▶ _Exercise 1_: Copy the rows below word for word, from the first one through the line that contains "M460 256L460 268L462", including both.

▶ _Document passage_:

Book description
A collaboration born of a shared love of music, photography, poetry,
and Indiana, this book celebrates the history, literature, and art
that informs the present and shapes our identity. Richard Fields's
black and white and sepia photos are evocative imaginings of Norbert
Krapf's poems, visual metaphors that extend and deepen their vision.
Krapf's poems pay tribute to poets from Homer and Virgil to Walt
Whitman, Emily Dickinson, and Wendell Berry, and to singer-songwriters
such as Woody Guthrie and John Lennon. They also explore the poet's
German heritage, question ethnic prejudice and social conflict, and
praise the natural world. The book includes a cycle of 15 poems about
Bob Dylan; a public poem written in response to 9/11, "Prayer to
Walt Whitman at Ground Zero"; "Back Home," a poem
reproduced in a stained glass panel at the Indianapolis airport; and
ruminations on the 20th anniversary of the fall of the Berlin Wall,
"Questions on a Wall."

▶ _Input records_:
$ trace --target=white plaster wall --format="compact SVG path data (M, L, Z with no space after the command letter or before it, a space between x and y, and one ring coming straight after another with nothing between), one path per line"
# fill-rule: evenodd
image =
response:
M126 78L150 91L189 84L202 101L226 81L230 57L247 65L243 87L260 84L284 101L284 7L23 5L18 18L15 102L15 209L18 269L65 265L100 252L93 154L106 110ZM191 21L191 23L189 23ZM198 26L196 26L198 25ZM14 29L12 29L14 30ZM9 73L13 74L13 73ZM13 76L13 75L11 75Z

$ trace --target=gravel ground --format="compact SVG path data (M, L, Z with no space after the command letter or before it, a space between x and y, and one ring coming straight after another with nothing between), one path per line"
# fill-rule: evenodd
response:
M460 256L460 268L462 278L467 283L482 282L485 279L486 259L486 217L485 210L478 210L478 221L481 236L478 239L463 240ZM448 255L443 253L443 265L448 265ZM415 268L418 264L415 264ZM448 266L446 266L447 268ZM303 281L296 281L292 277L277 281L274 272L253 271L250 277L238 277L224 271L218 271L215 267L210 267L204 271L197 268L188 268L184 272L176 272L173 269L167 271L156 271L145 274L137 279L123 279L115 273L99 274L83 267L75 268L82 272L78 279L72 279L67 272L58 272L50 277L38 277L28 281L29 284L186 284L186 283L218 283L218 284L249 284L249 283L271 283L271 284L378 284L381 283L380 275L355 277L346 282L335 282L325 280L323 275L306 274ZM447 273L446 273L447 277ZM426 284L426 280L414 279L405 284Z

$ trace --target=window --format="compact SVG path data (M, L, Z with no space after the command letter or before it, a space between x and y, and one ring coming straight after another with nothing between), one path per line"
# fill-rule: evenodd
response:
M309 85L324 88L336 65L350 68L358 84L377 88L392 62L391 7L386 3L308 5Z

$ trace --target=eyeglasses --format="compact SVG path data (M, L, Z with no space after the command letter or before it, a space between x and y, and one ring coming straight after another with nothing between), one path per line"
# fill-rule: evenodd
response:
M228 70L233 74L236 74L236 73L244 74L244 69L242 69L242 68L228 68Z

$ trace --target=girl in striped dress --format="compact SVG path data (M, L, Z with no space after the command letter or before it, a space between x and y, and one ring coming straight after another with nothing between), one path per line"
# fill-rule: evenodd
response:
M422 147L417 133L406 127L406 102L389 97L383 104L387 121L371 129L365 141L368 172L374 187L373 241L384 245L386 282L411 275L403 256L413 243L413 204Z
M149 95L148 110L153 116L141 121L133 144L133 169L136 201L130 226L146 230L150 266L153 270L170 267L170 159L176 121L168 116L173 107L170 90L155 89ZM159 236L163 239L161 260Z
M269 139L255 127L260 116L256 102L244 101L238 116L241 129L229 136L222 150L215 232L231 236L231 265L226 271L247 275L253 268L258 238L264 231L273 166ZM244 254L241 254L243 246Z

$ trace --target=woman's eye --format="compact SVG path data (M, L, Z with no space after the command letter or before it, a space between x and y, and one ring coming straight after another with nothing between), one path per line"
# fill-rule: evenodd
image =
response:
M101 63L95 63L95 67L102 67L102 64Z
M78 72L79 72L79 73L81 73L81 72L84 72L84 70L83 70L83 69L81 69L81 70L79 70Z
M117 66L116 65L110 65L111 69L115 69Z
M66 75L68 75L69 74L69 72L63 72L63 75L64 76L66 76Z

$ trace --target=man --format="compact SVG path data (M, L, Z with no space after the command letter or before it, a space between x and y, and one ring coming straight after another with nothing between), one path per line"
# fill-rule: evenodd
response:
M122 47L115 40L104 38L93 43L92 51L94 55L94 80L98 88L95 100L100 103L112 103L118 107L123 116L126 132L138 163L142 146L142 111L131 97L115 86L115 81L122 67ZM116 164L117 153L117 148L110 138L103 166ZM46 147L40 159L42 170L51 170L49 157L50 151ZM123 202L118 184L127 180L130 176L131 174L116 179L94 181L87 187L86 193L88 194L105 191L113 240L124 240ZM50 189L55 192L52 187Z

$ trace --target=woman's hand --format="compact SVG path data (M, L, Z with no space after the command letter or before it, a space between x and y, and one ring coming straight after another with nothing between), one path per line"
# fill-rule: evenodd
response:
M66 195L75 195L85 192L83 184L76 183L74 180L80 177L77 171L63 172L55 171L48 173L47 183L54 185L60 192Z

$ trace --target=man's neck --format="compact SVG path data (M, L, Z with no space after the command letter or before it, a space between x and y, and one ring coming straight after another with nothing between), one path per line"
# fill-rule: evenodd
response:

▶ _Exercise 2_: According to the book description, which poem is reproduced in a stained glass panel at the Indianapolis airport?

▶ _Exercise answer 1_:
$ trace --target=white plaster wall --format="compact SVG path data (M, L, Z with no space after the command letter or before it, a space between x and y, and one ring coming straight after another with nothing between), one path per line"
# fill-rule: evenodd
image =
response:
M126 78L150 91L189 84L202 101L226 81L230 57L247 65L243 87L260 84L284 101L284 7L23 5L18 18L15 102L15 209L18 269L65 265L100 252L93 154L106 110ZM191 21L191 23L189 23ZM198 26L196 26L198 25ZM14 29L12 29L14 30ZM9 73L13 74L13 73ZM13 76L13 75L11 75Z

$ trace --target=gravel ground --format="compact SVG path data (M, L, Z with no space after the command letter or before it, a space between x and y, and one ring coming straight after another with nothing between), one path per line"
# fill-rule: evenodd
response:
M460 256L460 268L462 278L467 283L482 282L485 279L486 259L486 217L485 210L478 210L478 221L481 236L478 239L463 240ZM448 255L443 253L443 265L448 265ZM415 268L418 264L415 264ZM448 266L446 266L447 268ZM303 281L296 281L292 277L277 281L274 272L253 271L250 277L238 277L224 271L218 271L215 267L210 267L204 271L197 268L188 268L184 272L176 272L173 269L167 271L156 271L145 274L137 279L123 279L115 273L99 274L83 267L75 268L82 272L78 279L72 279L67 272L58 272L50 277L38 277L28 281L29 284L186 284L186 283L218 283L218 284L249 284L249 283L271 283L271 284L378 284L381 283L380 275L355 277L346 282L335 282L325 280L323 275L306 274ZM447 273L446 273L447 277ZM426 284L426 280L414 279L405 284Z

▶ _Exercise answer 2_: "Back Home"